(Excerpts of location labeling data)
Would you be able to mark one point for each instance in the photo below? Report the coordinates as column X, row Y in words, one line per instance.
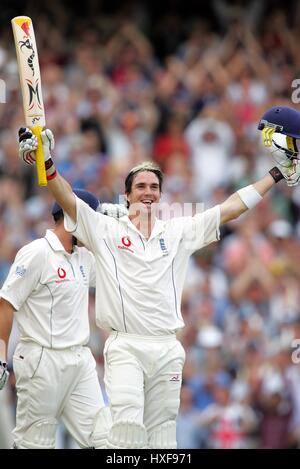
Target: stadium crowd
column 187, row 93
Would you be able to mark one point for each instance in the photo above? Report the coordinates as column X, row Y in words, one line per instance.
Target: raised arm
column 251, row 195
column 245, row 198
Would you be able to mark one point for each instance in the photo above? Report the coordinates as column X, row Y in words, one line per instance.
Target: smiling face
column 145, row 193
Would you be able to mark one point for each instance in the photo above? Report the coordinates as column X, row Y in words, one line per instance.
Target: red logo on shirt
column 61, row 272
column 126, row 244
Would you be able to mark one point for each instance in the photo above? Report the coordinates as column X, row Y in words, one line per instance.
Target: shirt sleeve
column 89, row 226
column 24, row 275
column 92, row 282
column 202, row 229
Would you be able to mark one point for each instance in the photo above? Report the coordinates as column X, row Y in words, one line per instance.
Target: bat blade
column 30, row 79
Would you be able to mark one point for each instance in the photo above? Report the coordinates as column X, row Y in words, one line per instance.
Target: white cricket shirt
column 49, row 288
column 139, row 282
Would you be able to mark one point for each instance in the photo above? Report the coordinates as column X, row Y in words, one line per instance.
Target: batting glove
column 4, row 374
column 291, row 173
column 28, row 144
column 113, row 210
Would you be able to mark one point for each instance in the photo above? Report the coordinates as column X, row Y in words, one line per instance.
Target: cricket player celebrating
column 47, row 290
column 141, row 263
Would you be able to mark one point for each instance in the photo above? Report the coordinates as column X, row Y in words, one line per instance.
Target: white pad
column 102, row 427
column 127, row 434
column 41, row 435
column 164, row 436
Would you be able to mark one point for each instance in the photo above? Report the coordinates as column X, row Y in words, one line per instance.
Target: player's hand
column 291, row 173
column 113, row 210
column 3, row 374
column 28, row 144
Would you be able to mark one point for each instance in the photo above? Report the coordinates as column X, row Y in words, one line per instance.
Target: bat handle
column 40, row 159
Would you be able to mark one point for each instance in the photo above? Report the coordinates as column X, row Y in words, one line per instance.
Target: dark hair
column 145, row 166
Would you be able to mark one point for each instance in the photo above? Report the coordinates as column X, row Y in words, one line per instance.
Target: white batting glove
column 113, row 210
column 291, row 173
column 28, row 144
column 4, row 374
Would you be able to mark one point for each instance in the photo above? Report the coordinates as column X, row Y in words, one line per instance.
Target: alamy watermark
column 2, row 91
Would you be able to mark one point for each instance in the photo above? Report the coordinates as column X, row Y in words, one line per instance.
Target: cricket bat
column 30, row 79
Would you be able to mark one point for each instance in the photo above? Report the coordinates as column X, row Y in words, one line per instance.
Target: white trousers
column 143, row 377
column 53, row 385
* * *
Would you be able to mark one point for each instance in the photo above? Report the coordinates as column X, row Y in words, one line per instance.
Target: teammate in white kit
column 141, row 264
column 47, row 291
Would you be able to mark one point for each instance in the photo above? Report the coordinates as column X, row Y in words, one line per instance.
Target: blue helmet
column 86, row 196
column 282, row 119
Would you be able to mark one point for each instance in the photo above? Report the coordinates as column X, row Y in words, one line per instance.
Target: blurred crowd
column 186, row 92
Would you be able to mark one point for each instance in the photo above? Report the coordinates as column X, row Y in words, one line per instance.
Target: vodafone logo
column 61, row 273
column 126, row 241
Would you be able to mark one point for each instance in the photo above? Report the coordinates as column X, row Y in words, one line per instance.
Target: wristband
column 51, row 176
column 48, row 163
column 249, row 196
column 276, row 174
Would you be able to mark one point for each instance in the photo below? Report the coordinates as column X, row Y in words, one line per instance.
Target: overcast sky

• **What is required**:
Filter the lines in both blocks above, keeping every line that contains the word "white", and copy each one unchanged. Case counts, so match only that exact lowercase form.

• **Response to the task**:
Target: white cricket shirt
Target: white pad
Target: white batting glove
Target: white trousers
Target: teammate in white kit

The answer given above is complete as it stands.